待辦任務:
A – 請改寫網頁節錄中自“自從一九九〇年八月著手合譯《”起、至“現在來談談我們當初譯《尤利西斯》的動機。”止(含)的部分,並將其中的“意識流”一律換成“現代主義”。
B – 依據網頁節錄,說明蕭乾為何放棄即將到手的碩士學位,轉任戰地記者。

網頁節錄:
自從一九九〇年八月著手合譯《尤利西斯》以來,蕭乾和我就和這部意識流頂峰之作結下了不解之緣。
蕭乾說過:“我認為好的翻譯,譯者必須喜歡—甚至愛上了原作,再動筆,才能出好作品。”(見《譯林》1999年第1期《翻譯漫談》—翻譯這門學問或藝術創造是沒有止境的。)
早在四十年代初,剛過而立之年的蕭乾曾從英國倫敦給時任中國駐美大使的胡適寫信道:
“這本小說(指《尤利西斯》)如有人譯出,對我國創作技巧勢必大有影響,惜不是一件輕易的工作。”
當時蕭乾做夢也沒想到,五十年後他會在譯林出版社社長李景端先生的鼓勵和全體同志的協助下,和我一道把這部意識流開山之作合譯出來。
現在來談談我們當初譯《尤利西斯》的動機。
一九八四年和一九八六年,我曾兩次陪蕭乾重訪劍橋。一九八四年那次,我們還到蕭乾四十年代在王家學院攻讀碩士學位時的導師喬治 • 瑞蘭的寓所去小敘。瑞蘭還是位莎士比亞專家,我們見到他時,他已八十四歲,仍兼任著藝術劇院院長。一九四二年至一九四四年六月,剛過而立之年的蕭乾就在這間寬敞舒適的書房裡,定期與導師討論自己的研究成果。只消把關於勞倫斯、吳爾芙、福斯特和喬伊斯的十幾篇小論文串起來,就是一篇碩士論文。然而,在《大公報》老闆胡霖的勸告下,蕭乾放棄了即將到手的學位,走上戰地記者的崗位。他當時想的是:歐戰這樣的人類大事,並不等人。現在不投進去,以後可無法彌補。至於研究工作,只要把這些書籍、筆記、日記、卡片保存好,將來年老力衰,跑不動了,照樣可以整理成文章。他哪裡想得到,神州大地上竟會發生旨在毀滅文化的浩劫,使他畢生的心血化為灰燼呢?

點標註資料集節錄
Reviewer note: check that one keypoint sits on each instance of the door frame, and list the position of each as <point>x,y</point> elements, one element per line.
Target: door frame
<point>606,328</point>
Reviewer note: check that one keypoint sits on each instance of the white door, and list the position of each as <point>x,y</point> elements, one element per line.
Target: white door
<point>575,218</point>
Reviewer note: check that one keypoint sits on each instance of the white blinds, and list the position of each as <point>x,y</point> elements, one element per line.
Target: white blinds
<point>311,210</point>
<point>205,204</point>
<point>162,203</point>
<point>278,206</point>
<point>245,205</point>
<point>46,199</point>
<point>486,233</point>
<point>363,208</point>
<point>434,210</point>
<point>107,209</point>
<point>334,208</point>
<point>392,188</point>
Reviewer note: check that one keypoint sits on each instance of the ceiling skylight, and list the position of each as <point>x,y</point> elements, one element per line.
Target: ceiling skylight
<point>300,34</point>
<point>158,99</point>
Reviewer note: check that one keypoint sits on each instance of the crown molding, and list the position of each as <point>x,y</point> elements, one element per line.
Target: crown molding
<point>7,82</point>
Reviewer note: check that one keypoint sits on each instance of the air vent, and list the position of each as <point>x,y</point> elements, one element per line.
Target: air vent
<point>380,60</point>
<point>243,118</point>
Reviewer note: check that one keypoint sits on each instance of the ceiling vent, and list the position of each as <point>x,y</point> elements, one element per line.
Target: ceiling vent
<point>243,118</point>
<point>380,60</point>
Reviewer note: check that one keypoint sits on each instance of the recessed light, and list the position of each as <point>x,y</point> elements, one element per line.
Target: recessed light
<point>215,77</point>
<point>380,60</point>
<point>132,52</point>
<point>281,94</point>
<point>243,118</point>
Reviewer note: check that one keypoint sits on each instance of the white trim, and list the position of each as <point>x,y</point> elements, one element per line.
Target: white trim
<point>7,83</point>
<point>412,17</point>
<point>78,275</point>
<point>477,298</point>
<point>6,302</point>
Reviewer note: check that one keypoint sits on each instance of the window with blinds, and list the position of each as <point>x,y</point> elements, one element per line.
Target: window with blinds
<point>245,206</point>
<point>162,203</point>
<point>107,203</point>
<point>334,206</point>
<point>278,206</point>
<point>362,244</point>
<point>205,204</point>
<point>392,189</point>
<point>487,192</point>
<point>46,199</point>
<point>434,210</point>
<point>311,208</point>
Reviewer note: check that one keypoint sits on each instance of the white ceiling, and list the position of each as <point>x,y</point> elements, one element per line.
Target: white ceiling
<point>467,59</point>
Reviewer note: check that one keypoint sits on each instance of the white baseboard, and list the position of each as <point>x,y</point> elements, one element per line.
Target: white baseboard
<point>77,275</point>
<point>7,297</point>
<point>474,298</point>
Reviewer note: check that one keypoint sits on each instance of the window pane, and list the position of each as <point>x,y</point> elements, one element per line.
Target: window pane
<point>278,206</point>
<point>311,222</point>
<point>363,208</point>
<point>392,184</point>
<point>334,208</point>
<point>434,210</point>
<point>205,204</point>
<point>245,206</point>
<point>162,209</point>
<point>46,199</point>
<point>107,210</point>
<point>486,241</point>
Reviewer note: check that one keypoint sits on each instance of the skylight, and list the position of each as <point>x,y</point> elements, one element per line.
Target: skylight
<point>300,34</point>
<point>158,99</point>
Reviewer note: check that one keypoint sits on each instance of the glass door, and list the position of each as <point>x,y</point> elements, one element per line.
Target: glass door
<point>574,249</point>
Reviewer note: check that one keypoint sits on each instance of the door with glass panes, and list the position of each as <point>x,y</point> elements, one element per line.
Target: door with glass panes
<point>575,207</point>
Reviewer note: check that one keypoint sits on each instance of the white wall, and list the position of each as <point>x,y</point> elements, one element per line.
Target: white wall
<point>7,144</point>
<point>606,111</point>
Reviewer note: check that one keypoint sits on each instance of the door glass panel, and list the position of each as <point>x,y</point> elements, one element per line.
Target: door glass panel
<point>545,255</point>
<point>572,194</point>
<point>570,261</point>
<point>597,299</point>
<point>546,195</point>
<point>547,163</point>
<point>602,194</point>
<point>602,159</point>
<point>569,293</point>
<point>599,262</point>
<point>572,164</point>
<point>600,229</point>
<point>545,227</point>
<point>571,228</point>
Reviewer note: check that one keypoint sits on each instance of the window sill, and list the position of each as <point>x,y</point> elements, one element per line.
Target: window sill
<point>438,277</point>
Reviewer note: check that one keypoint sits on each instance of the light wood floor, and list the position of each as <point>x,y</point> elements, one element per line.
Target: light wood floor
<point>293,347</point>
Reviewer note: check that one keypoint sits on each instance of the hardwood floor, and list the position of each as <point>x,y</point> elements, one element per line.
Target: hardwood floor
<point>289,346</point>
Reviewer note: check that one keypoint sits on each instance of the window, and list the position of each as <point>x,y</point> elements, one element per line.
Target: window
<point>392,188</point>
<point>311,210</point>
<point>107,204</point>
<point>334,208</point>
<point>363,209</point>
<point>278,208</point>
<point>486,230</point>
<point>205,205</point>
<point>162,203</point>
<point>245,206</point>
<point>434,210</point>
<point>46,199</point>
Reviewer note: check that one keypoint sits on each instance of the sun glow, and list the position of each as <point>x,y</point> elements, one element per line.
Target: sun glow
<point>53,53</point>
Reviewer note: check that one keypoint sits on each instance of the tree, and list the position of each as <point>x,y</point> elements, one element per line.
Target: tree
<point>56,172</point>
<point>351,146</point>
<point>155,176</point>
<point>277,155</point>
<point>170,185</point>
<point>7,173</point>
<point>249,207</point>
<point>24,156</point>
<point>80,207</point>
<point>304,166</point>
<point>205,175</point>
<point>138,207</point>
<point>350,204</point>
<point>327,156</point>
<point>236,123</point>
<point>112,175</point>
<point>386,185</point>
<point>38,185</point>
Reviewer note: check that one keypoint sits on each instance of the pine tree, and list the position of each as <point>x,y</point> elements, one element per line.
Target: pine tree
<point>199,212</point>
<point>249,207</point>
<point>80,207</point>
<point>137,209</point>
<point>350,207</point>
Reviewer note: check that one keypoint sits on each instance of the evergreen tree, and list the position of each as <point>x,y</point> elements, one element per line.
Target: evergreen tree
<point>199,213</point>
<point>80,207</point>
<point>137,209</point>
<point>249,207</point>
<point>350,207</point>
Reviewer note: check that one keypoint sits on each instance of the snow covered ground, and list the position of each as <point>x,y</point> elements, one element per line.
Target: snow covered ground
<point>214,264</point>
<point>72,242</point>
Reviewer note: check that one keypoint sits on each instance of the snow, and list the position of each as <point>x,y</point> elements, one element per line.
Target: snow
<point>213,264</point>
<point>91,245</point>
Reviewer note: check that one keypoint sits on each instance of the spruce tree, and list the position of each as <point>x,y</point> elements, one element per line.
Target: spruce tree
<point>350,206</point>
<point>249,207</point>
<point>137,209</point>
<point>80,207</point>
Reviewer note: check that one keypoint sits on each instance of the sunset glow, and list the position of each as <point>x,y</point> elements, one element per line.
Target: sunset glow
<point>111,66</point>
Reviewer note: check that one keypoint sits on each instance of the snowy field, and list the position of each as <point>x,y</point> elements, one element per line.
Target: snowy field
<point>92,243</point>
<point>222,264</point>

依序作答:
A –
自從一九九〇年八月著手合譯《尤利西斯》以來,蕭乾和我就和這部現代主義頂峰之作結下了不解之緣。
蕭乾說過:“我認為好的翻譯,譯者必須喜歡—甚至愛上了原作,再動筆,才能出好作品。”(見《譯林》1999年第1期《翻譯漫談》—翻譯這門學問或藝術創造是沒有止境的。)
早在四十年代初,剛過而立之年的蕭乾曾從英國倫敦給時任中國駐美大使的胡適寫信道:
“這本小說(指《尤利西斯》)如有人譯出,對我國創作技巧勢必大有影響,惜不是一件輕易的工作。”
當時蕭乾做夢也沒想到,五十年後他會在譯林出版社社長李景端先生的鼓勵和全體同志的協助下,和我一道把這部現代主義開山之作合譯出來。
現在來談談我們當初譯《尤利西斯》的動機。

B – 蕭乾聽從《大公報》老闆胡霖的勸告。他認為歐戰這樣的人類大事並不等人,此時不投身其中,日後便無法彌補。至於研究工作,只要保存好書籍、筆記、日記和卡片,等將來年老力衰、跑不動了,照樣可以整理成文章。